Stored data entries
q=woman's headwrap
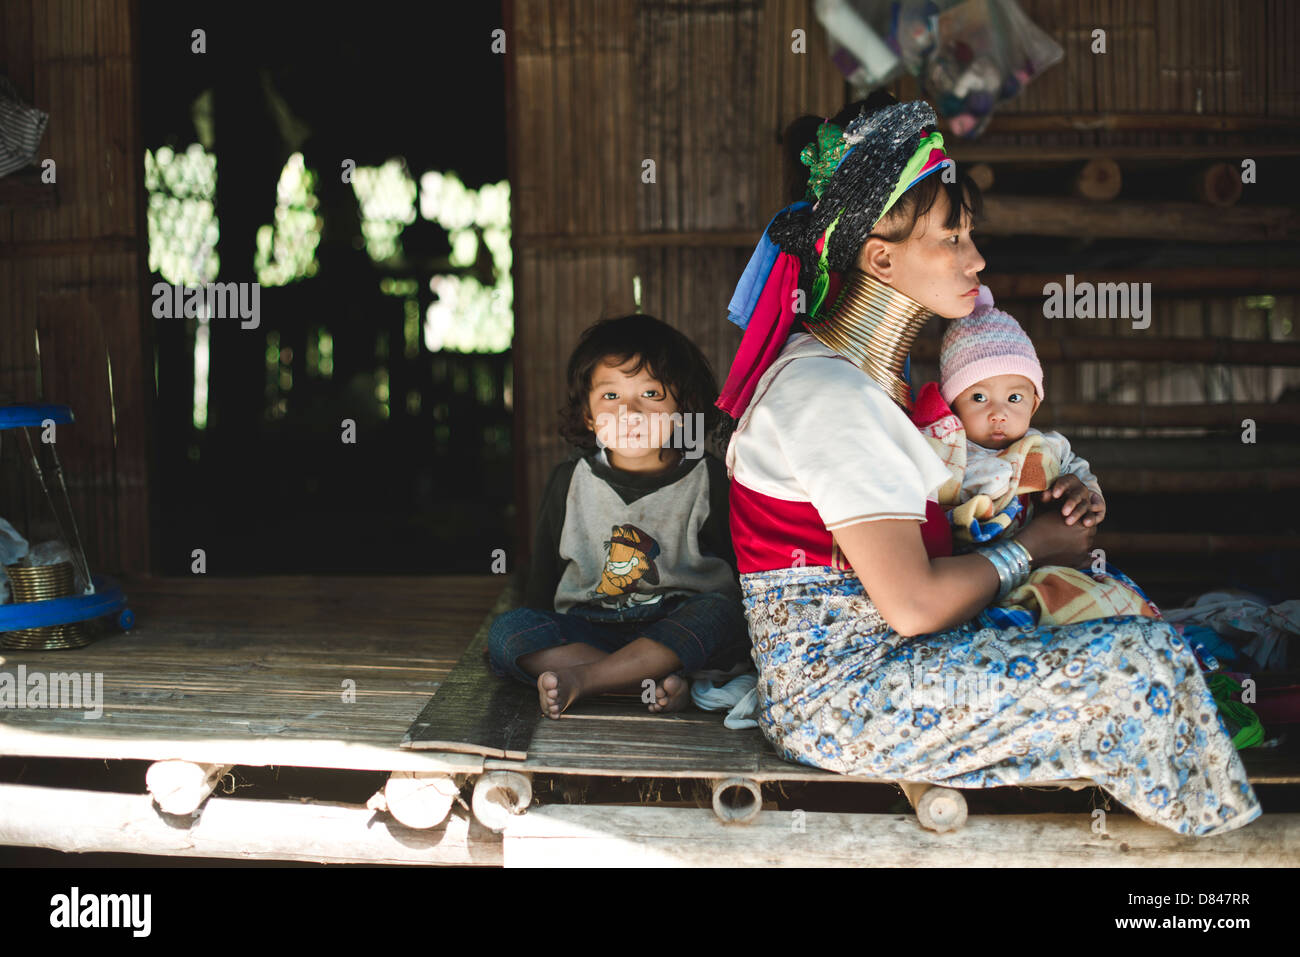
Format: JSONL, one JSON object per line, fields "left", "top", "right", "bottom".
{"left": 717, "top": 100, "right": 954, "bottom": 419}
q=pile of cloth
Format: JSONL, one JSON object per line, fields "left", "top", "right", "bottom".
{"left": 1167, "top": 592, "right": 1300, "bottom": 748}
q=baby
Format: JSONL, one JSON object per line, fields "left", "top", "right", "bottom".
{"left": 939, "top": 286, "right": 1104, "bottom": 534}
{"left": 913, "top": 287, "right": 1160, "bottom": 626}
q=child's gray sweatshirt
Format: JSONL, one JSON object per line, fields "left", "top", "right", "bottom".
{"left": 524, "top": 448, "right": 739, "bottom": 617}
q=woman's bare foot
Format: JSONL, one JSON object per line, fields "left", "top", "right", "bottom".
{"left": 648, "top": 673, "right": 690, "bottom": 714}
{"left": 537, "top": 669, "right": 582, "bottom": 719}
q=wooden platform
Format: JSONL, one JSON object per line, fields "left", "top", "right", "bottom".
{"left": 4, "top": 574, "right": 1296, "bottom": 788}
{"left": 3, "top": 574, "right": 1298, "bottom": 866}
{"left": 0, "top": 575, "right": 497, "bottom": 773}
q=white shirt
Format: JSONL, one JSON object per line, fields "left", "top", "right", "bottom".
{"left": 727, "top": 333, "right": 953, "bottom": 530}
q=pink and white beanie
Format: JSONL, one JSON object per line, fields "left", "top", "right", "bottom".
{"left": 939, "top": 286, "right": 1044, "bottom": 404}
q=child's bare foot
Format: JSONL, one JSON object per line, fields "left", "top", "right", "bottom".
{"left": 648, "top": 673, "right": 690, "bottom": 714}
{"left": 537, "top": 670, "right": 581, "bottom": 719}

▸ Task description:
The records above should be copied word for word, with the pictures left out.

▸ Reply:
q=woman's headwrap
Format: JSONL, one JSON object per line, fields "left", "top", "right", "bottom".
{"left": 717, "top": 100, "right": 954, "bottom": 419}
q=pile of cloth
Format: JSONL, one JSON object per line, fields "left", "top", "right", "bottom".
{"left": 1167, "top": 592, "right": 1300, "bottom": 748}
q=baby
Format: JSONL, one JSON object per line, fields "left", "top", "right", "bottom".
{"left": 939, "top": 286, "right": 1104, "bottom": 534}
{"left": 913, "top": 287, "right": 1160, "bottom": 626}
q=child's gray sweatshirt
Format: JSONL, one JSON object per line, fields "left", "top", "right", "bottom".
{"left": 524, "top": 448, "right": 739, "bottom": 617}
q=woman's bare foot
Format: JSONL, one JSON object per line, fields "left", "top", "right", "bottom".
{"left": 648, "top": 673, "right": 690, "bottom": 714}
{"left": 537, "top": 669, "right": 582, "bottom": 719}
q=wooden platform
Format: JSONL, one JSON object per line, fields "left", "top", "right", "bottom".
{"left": 4, "top": 574, "right": 1296, "bottom": 788}
{"left": 3, "top": 574, "right": 1298, "bottom": 866}
{"left": 0, "top": 575, "right": 497, "bottom": 773}
q=white shirt
Format: JSONL, one JSON object per line, fields "left", "top", "right", "bottom".
{"left": 727, "top": 333, "right": 953, "bottom": 530}
q=pink and white beanie
Format: JSONL, one JSON object per line, fields "left", "top", "right", "bottom".
{"left": 939, "top": 286, "right": 1044, "bottom": 404}
q=child's bare foot
Format: JSONL, one JSON object per line, fields "left", "top", "right", "bottom".
{"left": 648, "top": 673, "right": 690, "bottom": 714}
{"left": 537, "top": 670, "right": 581, "bottom": 719}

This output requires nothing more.